───── Extracted data

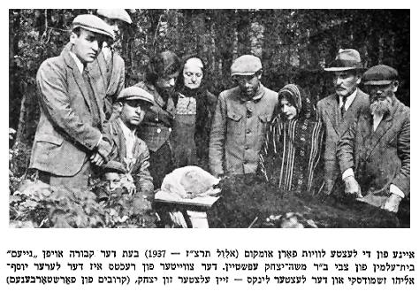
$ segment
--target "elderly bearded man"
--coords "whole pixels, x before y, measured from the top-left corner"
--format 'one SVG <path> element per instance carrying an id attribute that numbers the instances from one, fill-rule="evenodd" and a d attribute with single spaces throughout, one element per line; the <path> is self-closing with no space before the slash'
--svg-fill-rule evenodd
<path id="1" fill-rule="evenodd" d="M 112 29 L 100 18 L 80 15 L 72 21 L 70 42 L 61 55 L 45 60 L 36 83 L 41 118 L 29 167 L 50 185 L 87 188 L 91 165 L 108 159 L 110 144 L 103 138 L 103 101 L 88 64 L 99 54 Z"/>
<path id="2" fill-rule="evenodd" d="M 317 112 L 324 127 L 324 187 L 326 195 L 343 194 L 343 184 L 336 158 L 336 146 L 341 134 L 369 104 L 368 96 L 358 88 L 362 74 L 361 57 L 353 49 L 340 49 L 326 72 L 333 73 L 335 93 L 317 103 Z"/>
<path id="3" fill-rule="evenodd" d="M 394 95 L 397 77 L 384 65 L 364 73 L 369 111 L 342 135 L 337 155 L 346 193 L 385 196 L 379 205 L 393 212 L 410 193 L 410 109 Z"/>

──────────
───── Extracted data

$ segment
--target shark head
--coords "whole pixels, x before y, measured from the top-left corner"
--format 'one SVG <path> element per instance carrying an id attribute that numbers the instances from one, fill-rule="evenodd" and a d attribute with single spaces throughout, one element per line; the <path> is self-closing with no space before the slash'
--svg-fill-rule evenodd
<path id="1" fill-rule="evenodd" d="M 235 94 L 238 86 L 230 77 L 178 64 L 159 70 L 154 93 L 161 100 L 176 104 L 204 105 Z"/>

──────────
───── Extracted data

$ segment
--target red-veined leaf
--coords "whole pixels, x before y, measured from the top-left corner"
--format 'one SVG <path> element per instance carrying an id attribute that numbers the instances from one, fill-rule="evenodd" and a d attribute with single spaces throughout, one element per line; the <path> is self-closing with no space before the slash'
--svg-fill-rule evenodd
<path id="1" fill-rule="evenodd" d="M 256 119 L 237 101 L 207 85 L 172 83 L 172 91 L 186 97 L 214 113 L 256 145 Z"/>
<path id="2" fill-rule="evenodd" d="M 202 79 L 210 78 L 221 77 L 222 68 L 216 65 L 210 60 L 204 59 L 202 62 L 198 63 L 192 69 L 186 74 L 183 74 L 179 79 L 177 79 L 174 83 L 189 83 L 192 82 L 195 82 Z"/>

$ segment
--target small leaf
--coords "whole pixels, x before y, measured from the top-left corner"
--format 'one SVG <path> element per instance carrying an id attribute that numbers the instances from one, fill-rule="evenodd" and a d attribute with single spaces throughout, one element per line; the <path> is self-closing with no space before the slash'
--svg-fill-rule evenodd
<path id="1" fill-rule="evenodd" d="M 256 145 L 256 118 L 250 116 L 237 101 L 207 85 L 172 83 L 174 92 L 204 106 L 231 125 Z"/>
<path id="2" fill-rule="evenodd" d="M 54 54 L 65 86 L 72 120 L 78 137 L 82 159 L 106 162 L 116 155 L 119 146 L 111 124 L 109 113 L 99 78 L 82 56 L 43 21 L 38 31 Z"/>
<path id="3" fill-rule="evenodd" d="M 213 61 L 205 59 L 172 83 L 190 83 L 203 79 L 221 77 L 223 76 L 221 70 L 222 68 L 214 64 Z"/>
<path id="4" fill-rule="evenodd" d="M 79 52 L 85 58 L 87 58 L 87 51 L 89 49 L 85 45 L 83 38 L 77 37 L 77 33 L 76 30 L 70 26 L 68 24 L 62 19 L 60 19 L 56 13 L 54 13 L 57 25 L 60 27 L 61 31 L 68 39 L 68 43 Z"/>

──────────

Task brief:
Pick out every line in the records above that contains the word "leaf", and copy each one in full.

Completed task:
--target red-veined leaf
--target small leaf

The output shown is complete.